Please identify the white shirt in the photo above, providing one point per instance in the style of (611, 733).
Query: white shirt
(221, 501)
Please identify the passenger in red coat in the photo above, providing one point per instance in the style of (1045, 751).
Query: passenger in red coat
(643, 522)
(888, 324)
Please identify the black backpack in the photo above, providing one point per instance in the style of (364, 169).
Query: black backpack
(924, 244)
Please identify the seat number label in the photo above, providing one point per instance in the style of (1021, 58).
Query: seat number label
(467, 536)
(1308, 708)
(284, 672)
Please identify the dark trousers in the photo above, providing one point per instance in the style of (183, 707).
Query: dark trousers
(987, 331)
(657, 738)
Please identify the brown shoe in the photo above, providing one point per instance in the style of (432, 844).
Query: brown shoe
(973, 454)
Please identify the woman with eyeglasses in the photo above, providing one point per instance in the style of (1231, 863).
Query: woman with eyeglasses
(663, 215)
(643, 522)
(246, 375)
---
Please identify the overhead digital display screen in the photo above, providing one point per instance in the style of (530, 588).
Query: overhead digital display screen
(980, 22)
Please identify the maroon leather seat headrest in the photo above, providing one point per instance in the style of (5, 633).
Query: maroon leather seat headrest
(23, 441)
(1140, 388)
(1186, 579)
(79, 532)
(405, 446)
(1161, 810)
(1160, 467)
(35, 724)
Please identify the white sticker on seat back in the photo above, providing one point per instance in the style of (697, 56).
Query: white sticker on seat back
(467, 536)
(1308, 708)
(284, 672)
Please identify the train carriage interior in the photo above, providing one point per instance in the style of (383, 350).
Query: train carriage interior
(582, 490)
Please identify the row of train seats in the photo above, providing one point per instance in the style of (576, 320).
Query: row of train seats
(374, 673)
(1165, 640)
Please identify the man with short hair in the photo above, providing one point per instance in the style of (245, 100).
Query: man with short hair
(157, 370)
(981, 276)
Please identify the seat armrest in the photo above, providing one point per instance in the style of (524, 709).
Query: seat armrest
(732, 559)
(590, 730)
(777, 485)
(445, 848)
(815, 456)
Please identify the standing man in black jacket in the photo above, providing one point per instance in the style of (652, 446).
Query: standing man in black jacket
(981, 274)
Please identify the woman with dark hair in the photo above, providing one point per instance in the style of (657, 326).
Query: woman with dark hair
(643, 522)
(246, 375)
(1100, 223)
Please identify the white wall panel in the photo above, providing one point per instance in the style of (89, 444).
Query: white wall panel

> **JOB**: From the records, output everything from the line containing "Please identify the standing" down to the line containing "Query: white wall panel" as a JSON list of strings, one string per line, including both of those lines and leaving out any blank lines.

> **TASK RESULT**:
[
  "Please identify the standing man in black jacket in the photo above, providing one point per instance in the style of (652, 446).",
  "Query: standing man in black jacket",
  "(981, 274)",
  "Please identify the woman with dark hair in the photo above, providing one point per instance in the style of (657, 326).",
  "Query: woman with dark hair",
  "(643, 522)",
  "(246, 375)",
  "(1100, 223)",
  "Please identify the white wall panel in the photo above, providing one point per instance in the style of (89, 444).",
  "Query: white wall panel"
]